Приведённый текст>

Руководство центров ещё 5 лет назад было предупреждено: мы выходим на новые показатели, готовьтесь, активизируйте научную работу. В результате аудита, как и предполагалось, выявились три группы — лидеры, середнячки и аутсайдеры. Последние были влиты в состав более сильных, и по кардиохирургическому направлению из шести центров осталось четыре: Центр новых хирургических технологий, Центр хирургии аорты, коронарных и периферических артерий, Центр сосудистой и гибридной хирургии, Центр интервенционной кардиологии. Клинический профиль лабораторий остался прежним, но сменилось руководство, упростилось управление. Могу сказать уверенно: за год после реструктуризации два сравнительно слабых центра сделали заметный рывок, хорошо наверстали ранее упущенное.
— Ещё одна болевая точка «академической реформы», как известно, кадровый вопрос. Сегодня обсуждается ситуация, при которой директора старше 65 лет вынуждены будут оставить свои посты, и большинство институтов окажется без постоянных, опытных руководителей…
— На это не надо клевать. Это очередной повод затормозить, а не решать наболевший вопрос. Возрастной ценз — практика, общепринятая для Европы и Америки. Если тебе 65, ты должен уйти с руководящей позиции. При этом можешь продолжать возглавлять свою лабораторию или группу, вести научное руководство хоть всем институтом, хоть его отдельными сотрудниками. Я знаю светлейшего ума людей, которые спокойно оставили директорские кресла и ушли в профессуру. Либо играть по единым со всем миром правилам, либо ничего не делать — другого выбора у нас нет. Директором института должен быть человек не только академического склада ума, но и состоявшийся как эффективный менеджер в лучшем смысле слова.
— Привела ли ваша реструктуризация к сокращению штат а?
— Сокращений, как таковых, мы избежали. Некоторые руководители центров ушли на позиции глав более мелких подразделений: отделений, групп и лабораторий. Или стали ответственными специалистами. Каждое кадровое решение принималось на учёном совете НИИПК (и не на одном его заседании), каждому обсуждаемому давалось слово. Но спорить с фактами всегда трудно. Стены института покинуло только несколько человек, причём добровольно. Некоторые из них уехали в другие города, возглавили там не менее достойные структуры: на обочине профессии они не оказались. Руководители, которых мы поменяли — это вообще-то талантливые люди, звёзды в своих специальностях, они просто не дотягивали как администраторы.

Суть задания> Перепишите текст о реструктуризации центров, взяв всё от слов «Руководство центров ещё» и вплоть до слов «наверстали ранее упущенное.», и подставьте «отстающие» на место «аутсайдеры». Следующий перечень взят из другого источника.

Собранные данные>

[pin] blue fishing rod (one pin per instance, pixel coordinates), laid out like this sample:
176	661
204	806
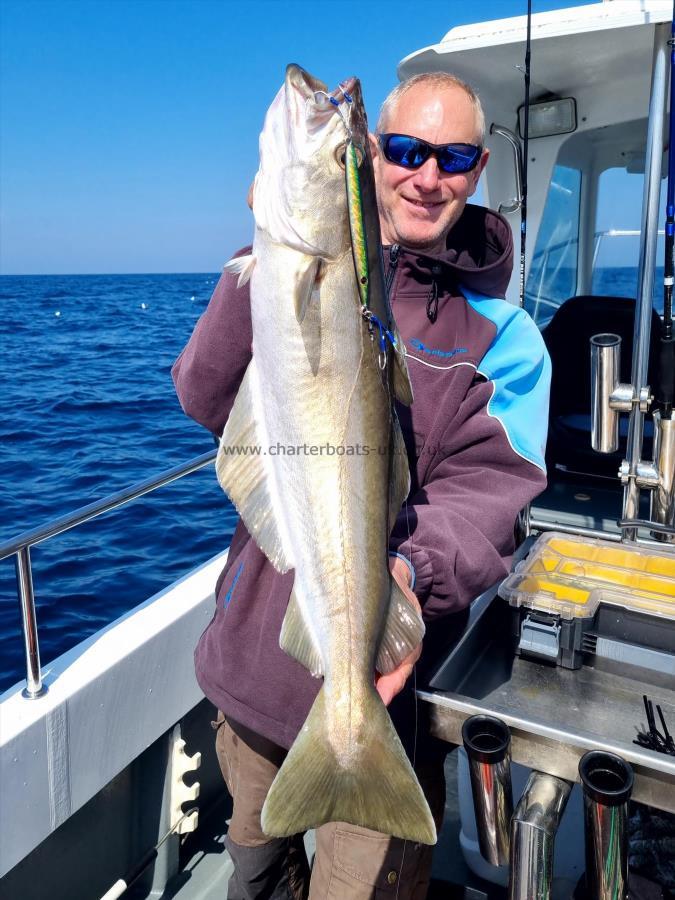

Разбор решения>
Руководство центров ещё 5 лет назад было предупреждено: мы выходим на новые показатели, готовьтесь, активизируйте научную работу. В результате аудита, как и предполагалось, выявились три группы — лидеры, середнячки и отстающие. Последние были влиты в состав более сильных, и по кардиохирургическому направлению из шести центров осталось четыре: Центр новых хирургических технологий, Центр хирургии аорты, коронарных и периферических артерий, Центр сосудистой и гибридной хирургии, Центр интервенционной кардиологии. Клинический профиль лабораторий остался прежним, но сменилось руководство, упростилось управление. Могу сказать уверенно: за год после реструктуризации два сравнительно слабых центра сделали заметный рывок, хорошо наверстали ранее упущенное.